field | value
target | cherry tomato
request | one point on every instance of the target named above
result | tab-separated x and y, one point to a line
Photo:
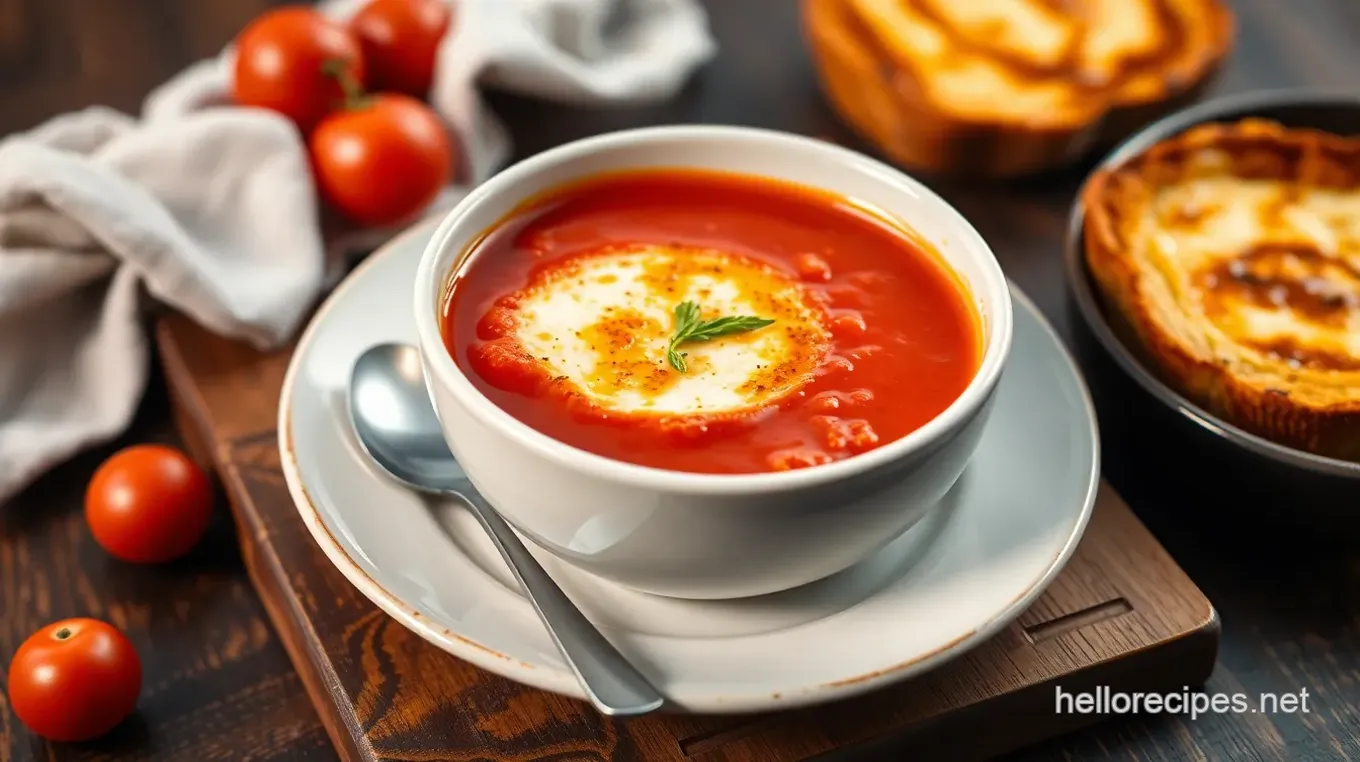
148	504
400	41
381	161
74	679
287	60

---

- [Work to complete]
Write out the data above line for line with no changes, leaving out the image.

- [In response]
field | value
target | cherry tomato
request | one point on every instance of the target named above
result | tab-separated x and y, one point to a line
Photo:
148	504
400	41
381	161
74	679
287	60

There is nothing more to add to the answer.